## Coordinate annotation entries
——————————
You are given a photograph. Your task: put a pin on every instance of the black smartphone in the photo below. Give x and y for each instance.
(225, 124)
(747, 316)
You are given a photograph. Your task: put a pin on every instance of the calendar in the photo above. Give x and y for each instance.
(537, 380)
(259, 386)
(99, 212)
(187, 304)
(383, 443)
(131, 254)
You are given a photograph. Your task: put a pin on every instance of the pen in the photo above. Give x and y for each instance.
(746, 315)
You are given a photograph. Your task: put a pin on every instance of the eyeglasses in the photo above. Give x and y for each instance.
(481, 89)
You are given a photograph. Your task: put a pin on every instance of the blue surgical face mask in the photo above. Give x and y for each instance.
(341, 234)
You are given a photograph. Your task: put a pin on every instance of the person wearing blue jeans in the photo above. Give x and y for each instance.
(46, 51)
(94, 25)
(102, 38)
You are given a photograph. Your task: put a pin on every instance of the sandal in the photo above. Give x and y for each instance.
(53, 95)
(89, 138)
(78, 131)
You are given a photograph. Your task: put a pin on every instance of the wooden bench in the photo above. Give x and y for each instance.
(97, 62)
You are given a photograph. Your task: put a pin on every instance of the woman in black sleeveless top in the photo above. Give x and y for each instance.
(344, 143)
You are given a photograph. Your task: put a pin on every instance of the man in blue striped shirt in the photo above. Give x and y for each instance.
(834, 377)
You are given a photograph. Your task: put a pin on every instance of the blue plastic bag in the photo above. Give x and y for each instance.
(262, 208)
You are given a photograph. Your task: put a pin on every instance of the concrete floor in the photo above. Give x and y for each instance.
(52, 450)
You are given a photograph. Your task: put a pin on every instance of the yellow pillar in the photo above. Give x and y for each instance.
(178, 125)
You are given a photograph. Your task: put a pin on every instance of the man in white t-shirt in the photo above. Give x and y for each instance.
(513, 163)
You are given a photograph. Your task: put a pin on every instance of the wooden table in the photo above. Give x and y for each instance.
——————————
## Direction
Quote the whole listing above, leaving nothing out.

## Expected output
You are given a photograph. Your task: put a pin on every instance of the black smartphone in the photo below. Give x and y for each instance.
(225, 124)
(747, 316)
You are given a photograph. Your task: put a pin on every instance of the calendar in the photo above. Give x and y for each instance.
(537, 380)
(259, 386)
(99, 212)
(187, 304)
(383, 443)
(131, 254)
You are given a photograph. Your task: put a pin on every instance of the pen in the photo above. Give x and y for each instance.
(746, 315)
You are given a photograph. Your task: put a pin on every instance of the eyeglasses in the photo above. Give x and y for each instance.
(481, 89)
You are given a photograph. Your task: put a pin on every instance of the blue surgical face mask in the photo above. Give x and y for each instance.
(341, 234)
You are given a photograph. Your task: put a pin on every instance of the person wearing blue jeans in the photo above. Give x and y for each instance.
(46, 51)
(94, 25)
(102, 38)
You are given a photograph. Your task: put a pin on every instance of the sandal in the photo above. Give x and y for each instance.
(53, 95)
(89, 138)
(78, 131)
You are given a photograph. Your task: put a pin on every instance of the wooden bench in the photo above. Give x and y for each instance.
(97, 62)
You are given a photograph. Your task: put a pin on every instance of the woman in black sleeveless top in the photo above. Give x and y for each instance.
(344, 143)
You are given a photograph. Your task: put a pin on every instance of the man in blue striped shirt in the photo above. Give x and y for each instance.
(834, 377)
You are given a photograph. Your task: put a pin on every instance of the blue plastic bag in the photo above. Give x and y for each instance.
(262, 208)
You are given a photograph. Your task: put a pin on every instance of the concrete floor in the photo above. Give x and y for each instance.
(52, 450)
You are given a photograph. Your task: put a pin on every instance of the yellow pillar in the photo above. Give x and y for each instance.
(178, 125)
You are given a photograph. Your task: put a pin on every instance of the man in white t-shirt in the photo above. Give x and y for each instance.
(513, 163)
You are given a photograph. Your task: put a pin on every instance of the wooden table in the photo above. Give x and y for each instance.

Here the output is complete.